• Work to be completed: Write out the data below in full, please. Keep every character as given.

─── Records for processing

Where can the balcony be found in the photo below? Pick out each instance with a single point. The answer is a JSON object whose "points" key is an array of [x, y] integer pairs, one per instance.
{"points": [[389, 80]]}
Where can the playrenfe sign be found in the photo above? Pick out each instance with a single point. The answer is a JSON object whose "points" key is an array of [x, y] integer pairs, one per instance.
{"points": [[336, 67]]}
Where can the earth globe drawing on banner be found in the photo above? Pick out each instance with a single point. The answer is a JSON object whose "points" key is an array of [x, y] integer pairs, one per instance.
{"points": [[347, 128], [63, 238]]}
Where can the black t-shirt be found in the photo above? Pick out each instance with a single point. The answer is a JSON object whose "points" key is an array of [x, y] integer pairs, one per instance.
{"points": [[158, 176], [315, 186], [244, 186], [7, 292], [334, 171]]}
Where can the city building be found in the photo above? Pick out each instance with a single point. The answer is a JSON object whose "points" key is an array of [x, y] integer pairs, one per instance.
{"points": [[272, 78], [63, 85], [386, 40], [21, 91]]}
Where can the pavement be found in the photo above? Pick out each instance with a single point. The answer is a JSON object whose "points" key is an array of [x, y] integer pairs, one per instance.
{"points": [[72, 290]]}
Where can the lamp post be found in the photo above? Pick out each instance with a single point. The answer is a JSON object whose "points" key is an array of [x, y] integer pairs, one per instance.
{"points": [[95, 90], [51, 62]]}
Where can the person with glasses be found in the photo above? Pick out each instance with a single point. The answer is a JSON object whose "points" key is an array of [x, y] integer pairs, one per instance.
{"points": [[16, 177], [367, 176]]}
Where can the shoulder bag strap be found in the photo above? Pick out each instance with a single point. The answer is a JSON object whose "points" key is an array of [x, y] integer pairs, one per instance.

──────

• Written reply:
Where can the balcony be found in the photo below? Pick out each instance with a single point. The answer is a JSON object whose "points" key is an array of [x, y] integer pairs, one per instance.
{"points": [[389, 80]]}
Where can the playrenfe sign be found in the photo above? Pick out each instance with a single point. The answer is a JSON object whose "points" key is an array of [x, y] integer pairs, one per instance.
{"points": [[336, 67]]}
Where can the earth globe drawing on banner be found in the photo above? Pick out each instance with a single point. The answer is a JSON object whose "points" key is an array of [x, y] integer pairs, one per instance.
{"points": [[347, 128], [63, 238]]}
Where can the black t-shirt be found in the photo above? Pick out each instance with a single point. The answer is a JSON object whose "points" key is an array of [x, y] integer pairs, one per instance.
{"points": [[158, 176], [315, 186], [244, 186], [7, 292], [334, 171]]}
Where can the city building be found in the photo above? Pick out each instance with a single point. The answer is a JSON object whose "points" key is an array of [x, y] integer pairs, one per instance.
{"points": [[272, 78], [63, 85], [386, 40], [21, 91]]}
Where can the pavement be found in the photo above? Pick out each instance with a single point. The answer is a JSON object whose "points" key is an array of [x, y] integer pairs, one per instance.
{"points": [[72, 290]]}
Where can the lamp post be found in the photo above? Pick out each instance with a single point. The answer is a JSON object whose "points" key is an array of [x, y] integer pairs, one per instance.
{"points": [[95, 90], [51, 62]]}
Where can the person with glasses be found in the photo above? Pick out each instance with a single point. The answer is a JSON object whose "points" key is an array of [x, y] integer pairs, one per instance.
{"points": [[16, 177], [367, 176]]}
Where can the shoulder bag strap be found in the photo above? Pick out each instance with a single point. The answer is a JSON object whose "points" key is an array of [x, y] integer pairs, one per instance.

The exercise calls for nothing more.